(Passage for review begins)

Claude’s pipeline differs from ChatGPT’s in one notable way: the web_fetch tool returns structured content with separate fields for title, headings, body, and structured data. The model receives:

The URL
HTTP status
Page title
Meta description
Heading outline
Cleaned body text
Any extracted JSON-LD blocks
Outbound links

This means JSON-LD is more directly useful in Claude than in ChatGPT — Claude’s tool surface gives the model first-class access to structured data, which it then uses for both citation choice and answer fidelity.

Perplexity

Perplexity is the most aggressive of the three when it comes to live fetching. Almost every query triggers a real-time search → fetch → cite pipeline.

Bot	Purpose
`PerplexityBot`	Search index crawl.
`Perplexity-User`	Live fetch on user query.

Perplexity’s Perplexity-User does some JavaScript rendering — they run a partial render for some pages. But it’s heavily rate-limited (a few seconds budget per page) and unreliable. Designing for the JS-rendering path is risky; designing for the no-JS path always works.

Perplexity also publicly shows the sources it considered in its answer card, so its retrieval and ranking are observable in a way that ChatGPT’s aren’t. Useful for AEO debugging — run your site through a Perplexity query relevant to your content and see if it appears.

(Passage for review ends)
(Information provided begins)

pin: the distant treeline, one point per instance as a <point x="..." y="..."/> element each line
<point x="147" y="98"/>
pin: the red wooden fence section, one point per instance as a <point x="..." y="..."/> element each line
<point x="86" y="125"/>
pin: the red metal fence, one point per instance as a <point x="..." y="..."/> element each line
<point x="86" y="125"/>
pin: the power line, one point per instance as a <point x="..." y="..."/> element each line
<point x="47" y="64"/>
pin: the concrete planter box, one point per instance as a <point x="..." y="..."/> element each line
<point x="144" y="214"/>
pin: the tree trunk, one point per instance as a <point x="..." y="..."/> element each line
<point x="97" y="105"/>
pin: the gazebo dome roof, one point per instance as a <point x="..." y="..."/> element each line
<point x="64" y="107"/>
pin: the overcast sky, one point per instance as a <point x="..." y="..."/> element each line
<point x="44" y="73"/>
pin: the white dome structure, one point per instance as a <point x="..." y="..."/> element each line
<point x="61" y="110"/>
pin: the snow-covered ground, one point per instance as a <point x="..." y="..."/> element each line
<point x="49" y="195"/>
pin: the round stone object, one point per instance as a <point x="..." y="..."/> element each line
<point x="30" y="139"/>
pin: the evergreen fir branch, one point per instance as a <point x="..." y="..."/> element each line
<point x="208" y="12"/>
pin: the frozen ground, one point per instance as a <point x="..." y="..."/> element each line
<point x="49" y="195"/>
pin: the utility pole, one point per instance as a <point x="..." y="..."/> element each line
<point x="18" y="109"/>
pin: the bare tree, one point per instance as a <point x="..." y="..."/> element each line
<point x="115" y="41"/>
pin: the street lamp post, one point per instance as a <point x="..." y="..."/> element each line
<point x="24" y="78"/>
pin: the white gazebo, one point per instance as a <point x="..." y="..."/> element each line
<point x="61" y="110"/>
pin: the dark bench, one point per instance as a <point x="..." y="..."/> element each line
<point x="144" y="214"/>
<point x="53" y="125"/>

(Information provided ends)
(Information provided begins)

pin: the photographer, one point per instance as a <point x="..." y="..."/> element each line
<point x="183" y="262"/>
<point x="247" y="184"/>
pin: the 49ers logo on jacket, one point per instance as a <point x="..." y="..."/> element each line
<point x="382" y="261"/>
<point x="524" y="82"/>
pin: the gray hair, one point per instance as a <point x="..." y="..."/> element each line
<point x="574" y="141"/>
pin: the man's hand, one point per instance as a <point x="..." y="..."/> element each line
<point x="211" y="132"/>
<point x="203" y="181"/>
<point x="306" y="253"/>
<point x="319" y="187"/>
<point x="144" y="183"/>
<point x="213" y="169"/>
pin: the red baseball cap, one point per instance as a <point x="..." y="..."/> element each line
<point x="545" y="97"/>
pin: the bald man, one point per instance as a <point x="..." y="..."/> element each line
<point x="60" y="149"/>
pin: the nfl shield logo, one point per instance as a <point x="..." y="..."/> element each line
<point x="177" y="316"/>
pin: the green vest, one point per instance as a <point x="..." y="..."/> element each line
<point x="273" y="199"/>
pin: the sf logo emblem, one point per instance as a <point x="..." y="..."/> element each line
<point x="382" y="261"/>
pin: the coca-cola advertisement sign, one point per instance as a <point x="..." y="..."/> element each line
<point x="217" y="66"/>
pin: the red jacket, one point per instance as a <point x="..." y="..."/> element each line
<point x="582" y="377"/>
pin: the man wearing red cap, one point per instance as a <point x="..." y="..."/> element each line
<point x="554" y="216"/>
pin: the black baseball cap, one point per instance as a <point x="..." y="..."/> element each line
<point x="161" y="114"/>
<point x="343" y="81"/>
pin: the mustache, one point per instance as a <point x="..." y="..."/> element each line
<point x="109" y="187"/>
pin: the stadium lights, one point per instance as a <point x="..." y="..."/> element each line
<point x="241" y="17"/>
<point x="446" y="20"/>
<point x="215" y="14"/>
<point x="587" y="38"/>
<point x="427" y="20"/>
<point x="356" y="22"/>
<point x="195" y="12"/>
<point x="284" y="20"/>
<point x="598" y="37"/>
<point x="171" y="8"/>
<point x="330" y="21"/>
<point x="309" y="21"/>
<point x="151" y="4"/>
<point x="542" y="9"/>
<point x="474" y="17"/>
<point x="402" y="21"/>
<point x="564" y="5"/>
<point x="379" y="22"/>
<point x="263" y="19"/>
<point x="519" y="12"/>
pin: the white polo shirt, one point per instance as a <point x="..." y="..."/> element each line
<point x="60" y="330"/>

(Information provided ends)

* Activity *
Reproduce, word for word, the full text about how Claude and Perplexity fetch web pages. Work only from the text above and ignore the data.

* Your response *
Claude’s pipeline differs from ChatGPT’s in one notable way: the web_fetch tool returns structured content with separate fields for title, headings, body, and structured data. The model receives:

The URL
HTTP status
Page title
Meta description
Heading outline
Cleaned body text
Any extracted JSON-LD blocks
Outbound links

This means JSON-LD is more directly useful in Claude than in ChatGPT — Claude’s tool surface gives the model first-class access to structured data, which it then uses for both citation choice and answer fidelity.

Perplexity

Perplexity is the most aggressive of the three when it comes to live fetching. Almost every query triggers a real-time search → fetch → cite pipeline.

Bot	Purpose
`PerplexityBot`	Search index crawl.
`Perplexity-User`	Live fetch on user query.

Perplexity’s Perplexity-User does some JavaScript rendering — they run a partial render for some pages. But it’s heavily rate-limited (a few seconds budget per page) and unreliable. Designing for the JS-rendering path is risky; designing for the no-JS path always works.

Perplexity also publicly shows the sources it considered in its answer card, so its retrieval and ranking are observable in a way that ChatGPT’s aren’t. Useful for AEO debugging — run your site through a Perplexity query relevant to your content and see if it appears.